======== THE DATA ========

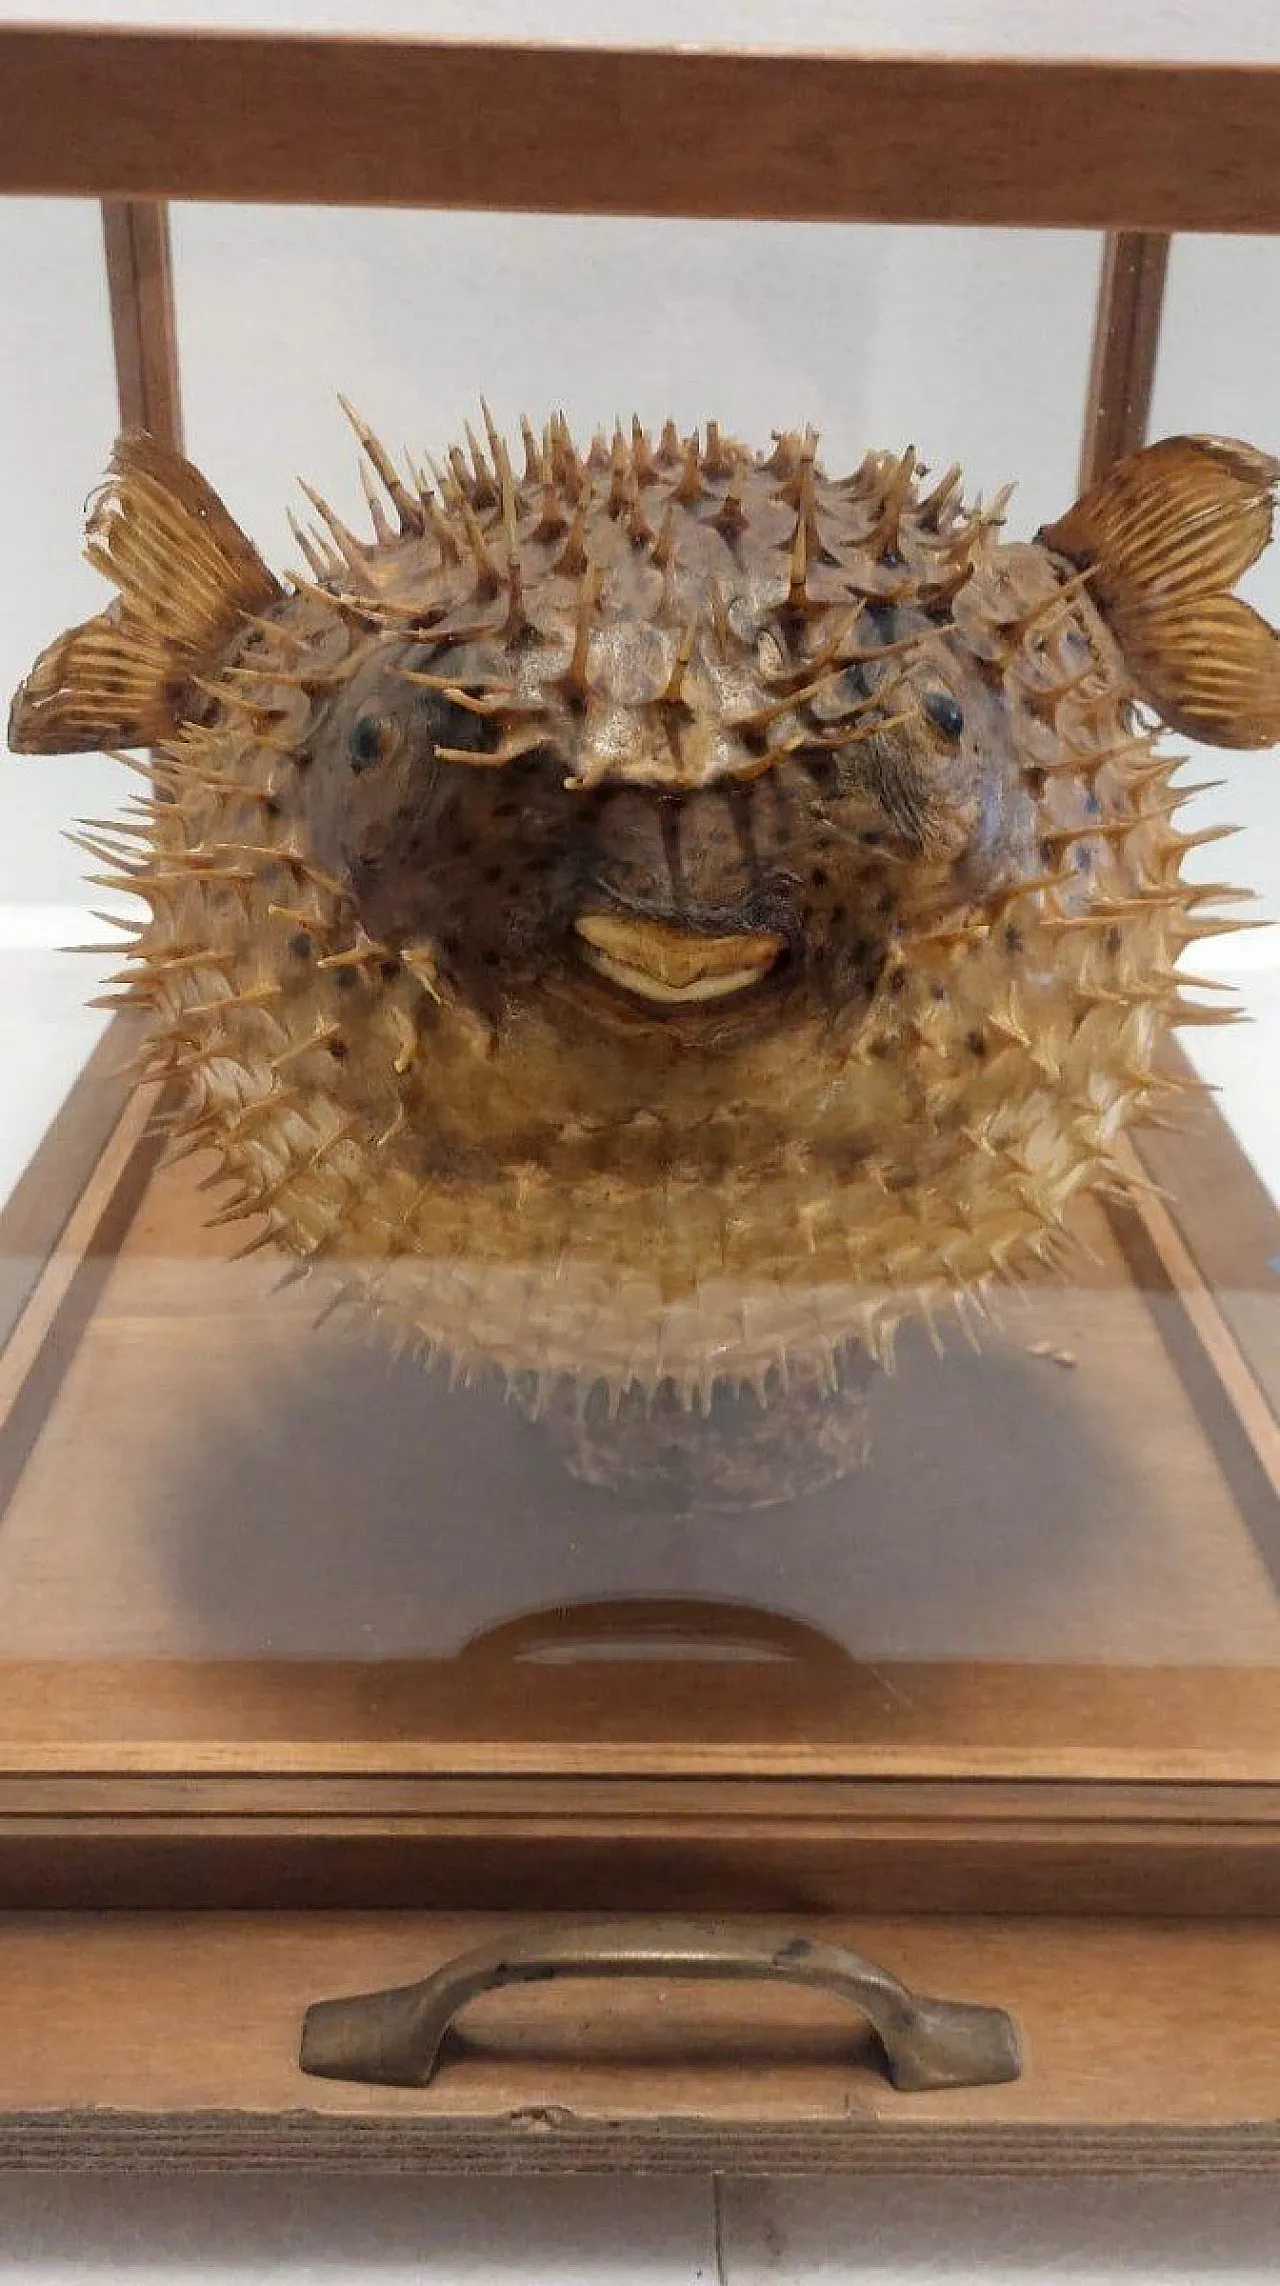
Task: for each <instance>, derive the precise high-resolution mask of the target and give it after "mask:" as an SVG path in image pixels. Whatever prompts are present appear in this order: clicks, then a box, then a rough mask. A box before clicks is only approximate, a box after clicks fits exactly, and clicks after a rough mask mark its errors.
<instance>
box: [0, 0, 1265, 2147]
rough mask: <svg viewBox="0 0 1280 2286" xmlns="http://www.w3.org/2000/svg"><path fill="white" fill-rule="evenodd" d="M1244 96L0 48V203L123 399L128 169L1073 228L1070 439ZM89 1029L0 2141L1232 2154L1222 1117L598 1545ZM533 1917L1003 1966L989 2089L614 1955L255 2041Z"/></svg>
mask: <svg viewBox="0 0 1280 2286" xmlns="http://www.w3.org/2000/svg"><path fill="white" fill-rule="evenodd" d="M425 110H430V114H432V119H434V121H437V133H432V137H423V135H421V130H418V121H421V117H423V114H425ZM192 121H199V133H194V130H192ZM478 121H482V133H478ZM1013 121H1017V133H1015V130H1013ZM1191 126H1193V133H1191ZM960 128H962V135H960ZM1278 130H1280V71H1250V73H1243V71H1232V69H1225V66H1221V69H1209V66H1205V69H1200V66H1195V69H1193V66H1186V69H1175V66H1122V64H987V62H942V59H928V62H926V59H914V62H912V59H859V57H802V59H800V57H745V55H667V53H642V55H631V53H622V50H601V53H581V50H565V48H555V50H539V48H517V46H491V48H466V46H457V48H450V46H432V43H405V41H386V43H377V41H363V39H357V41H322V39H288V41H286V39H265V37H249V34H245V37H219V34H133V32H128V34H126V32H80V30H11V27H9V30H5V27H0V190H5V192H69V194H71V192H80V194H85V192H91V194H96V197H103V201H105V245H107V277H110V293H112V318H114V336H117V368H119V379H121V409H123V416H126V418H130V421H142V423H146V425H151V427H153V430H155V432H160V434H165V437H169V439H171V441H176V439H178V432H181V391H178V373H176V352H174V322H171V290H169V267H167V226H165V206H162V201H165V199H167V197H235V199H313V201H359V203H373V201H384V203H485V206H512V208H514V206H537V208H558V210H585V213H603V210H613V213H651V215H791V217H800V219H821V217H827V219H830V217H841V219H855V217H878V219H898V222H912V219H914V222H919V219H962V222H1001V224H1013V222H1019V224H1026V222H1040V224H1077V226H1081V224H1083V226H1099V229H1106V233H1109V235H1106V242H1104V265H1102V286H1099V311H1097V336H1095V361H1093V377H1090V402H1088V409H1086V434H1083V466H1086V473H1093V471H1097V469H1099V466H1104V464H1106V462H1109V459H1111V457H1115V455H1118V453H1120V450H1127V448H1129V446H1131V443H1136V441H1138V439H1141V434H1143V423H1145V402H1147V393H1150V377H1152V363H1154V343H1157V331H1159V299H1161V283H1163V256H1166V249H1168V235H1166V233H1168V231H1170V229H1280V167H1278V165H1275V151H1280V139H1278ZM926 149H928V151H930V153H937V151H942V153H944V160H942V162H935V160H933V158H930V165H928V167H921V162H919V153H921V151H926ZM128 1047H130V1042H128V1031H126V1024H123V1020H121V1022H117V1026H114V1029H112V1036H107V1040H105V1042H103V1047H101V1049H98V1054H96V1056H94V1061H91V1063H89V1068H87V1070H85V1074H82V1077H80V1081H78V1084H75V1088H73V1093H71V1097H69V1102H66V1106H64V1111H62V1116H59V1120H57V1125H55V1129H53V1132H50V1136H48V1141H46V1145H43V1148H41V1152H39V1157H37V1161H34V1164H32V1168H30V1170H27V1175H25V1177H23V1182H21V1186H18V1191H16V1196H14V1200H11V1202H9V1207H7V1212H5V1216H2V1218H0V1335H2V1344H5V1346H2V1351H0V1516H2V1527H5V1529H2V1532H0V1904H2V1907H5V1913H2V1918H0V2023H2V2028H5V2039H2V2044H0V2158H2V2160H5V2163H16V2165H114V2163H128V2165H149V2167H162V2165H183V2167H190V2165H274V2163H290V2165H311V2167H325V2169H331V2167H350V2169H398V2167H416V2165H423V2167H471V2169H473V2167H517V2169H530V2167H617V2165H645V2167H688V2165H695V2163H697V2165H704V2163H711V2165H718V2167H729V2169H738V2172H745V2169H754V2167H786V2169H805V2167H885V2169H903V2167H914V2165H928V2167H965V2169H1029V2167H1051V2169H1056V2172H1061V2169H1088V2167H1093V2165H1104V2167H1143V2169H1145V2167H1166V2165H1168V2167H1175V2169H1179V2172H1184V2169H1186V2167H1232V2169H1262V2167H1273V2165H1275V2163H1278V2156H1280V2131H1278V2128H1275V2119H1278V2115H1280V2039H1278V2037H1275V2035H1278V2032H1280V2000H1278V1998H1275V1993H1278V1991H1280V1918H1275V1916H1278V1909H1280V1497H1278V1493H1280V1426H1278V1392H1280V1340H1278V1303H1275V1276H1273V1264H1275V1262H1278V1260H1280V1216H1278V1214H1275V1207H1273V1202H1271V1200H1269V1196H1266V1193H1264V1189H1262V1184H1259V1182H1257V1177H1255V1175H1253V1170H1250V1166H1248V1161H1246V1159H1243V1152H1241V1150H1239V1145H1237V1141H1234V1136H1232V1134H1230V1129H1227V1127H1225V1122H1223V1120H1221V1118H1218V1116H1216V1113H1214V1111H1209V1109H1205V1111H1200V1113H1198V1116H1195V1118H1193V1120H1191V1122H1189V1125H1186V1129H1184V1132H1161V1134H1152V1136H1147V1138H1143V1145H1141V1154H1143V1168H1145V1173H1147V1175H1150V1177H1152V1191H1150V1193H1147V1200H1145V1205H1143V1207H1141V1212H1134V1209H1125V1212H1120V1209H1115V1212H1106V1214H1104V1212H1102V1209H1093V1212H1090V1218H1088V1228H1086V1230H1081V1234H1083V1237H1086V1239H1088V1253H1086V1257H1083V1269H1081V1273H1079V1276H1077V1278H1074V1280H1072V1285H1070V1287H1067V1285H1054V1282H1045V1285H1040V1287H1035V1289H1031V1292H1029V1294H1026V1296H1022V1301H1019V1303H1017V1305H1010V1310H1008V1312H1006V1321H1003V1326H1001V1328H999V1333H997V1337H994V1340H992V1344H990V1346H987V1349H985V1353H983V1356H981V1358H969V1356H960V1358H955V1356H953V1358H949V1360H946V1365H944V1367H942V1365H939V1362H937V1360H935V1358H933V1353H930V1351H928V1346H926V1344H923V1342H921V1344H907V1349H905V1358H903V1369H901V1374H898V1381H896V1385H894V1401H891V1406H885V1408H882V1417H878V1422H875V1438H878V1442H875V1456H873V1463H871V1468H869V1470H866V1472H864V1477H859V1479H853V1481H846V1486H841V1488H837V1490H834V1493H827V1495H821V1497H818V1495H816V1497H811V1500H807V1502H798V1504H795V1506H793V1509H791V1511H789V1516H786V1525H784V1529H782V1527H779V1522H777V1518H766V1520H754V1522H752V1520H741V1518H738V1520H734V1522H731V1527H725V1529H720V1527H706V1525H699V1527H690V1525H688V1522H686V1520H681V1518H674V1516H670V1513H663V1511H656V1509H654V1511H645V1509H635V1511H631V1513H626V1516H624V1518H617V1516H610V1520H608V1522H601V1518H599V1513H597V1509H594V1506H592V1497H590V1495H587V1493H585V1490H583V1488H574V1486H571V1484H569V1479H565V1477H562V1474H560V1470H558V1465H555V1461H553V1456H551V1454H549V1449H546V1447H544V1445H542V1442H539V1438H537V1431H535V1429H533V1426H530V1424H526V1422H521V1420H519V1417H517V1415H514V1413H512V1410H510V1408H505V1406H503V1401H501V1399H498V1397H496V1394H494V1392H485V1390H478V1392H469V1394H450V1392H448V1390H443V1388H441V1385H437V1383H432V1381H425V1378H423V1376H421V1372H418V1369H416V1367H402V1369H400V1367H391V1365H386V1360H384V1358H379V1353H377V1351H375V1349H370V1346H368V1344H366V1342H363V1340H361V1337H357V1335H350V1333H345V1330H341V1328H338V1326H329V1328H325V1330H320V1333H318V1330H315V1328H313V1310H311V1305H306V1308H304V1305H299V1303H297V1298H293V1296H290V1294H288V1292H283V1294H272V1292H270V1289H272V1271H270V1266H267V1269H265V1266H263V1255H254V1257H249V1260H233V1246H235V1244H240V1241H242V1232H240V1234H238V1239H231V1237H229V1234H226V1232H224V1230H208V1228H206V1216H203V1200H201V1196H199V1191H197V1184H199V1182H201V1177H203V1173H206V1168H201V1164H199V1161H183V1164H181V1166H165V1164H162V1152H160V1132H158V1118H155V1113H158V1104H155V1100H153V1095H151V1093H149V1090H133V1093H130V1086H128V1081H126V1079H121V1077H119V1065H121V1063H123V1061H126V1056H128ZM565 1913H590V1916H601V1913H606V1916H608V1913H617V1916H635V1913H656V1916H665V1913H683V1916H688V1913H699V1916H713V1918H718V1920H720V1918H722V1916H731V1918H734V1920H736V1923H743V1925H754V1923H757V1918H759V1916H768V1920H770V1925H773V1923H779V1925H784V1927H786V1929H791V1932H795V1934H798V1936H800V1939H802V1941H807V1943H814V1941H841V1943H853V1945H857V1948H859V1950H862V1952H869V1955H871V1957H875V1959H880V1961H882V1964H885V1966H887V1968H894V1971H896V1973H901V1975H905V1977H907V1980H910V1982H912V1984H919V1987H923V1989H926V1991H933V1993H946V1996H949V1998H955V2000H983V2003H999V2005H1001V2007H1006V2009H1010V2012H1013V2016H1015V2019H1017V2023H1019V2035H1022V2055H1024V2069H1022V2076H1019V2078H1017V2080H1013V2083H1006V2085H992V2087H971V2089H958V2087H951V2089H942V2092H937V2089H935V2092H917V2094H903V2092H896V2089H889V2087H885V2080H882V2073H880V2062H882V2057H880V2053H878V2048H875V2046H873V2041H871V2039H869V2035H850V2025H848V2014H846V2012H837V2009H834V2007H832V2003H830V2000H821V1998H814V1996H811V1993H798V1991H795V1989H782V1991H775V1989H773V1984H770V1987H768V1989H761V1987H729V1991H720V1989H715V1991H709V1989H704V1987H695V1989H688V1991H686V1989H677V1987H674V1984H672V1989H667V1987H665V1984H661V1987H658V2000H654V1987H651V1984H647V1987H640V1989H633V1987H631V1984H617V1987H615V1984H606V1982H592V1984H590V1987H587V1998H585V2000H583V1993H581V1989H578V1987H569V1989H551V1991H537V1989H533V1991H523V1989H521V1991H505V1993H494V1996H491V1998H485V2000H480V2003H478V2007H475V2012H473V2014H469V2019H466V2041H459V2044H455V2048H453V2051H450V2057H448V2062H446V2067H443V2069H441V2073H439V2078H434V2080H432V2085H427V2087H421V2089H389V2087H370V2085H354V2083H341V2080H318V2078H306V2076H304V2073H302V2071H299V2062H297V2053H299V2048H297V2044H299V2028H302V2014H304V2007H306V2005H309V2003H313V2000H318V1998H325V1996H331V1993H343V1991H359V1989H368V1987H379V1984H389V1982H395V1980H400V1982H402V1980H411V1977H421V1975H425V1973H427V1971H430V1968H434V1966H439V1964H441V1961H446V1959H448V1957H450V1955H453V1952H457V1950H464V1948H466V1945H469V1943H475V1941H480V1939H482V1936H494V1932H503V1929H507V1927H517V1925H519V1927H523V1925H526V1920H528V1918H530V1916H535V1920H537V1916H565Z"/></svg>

========

● PROBLEM TO SOLVE: Can you write out again the records from their start through the line containing "box: [0, 0, 1265, 2147]", both included, with the pictures left out?

● ANSWER SECTION:
Task: for each <instance>, derive the precise high-resolution mask of the target and give it after "mask:" as an SVG path in image pixels. Whatever prompts are present appear in this order: clicks, then a box, then a rough mask. A box before clicks is only approximate, a box after clicks fits exactly, and clicks after a rough mask mark its errors.
<instance>
box: [0, 0, 1265, 2147]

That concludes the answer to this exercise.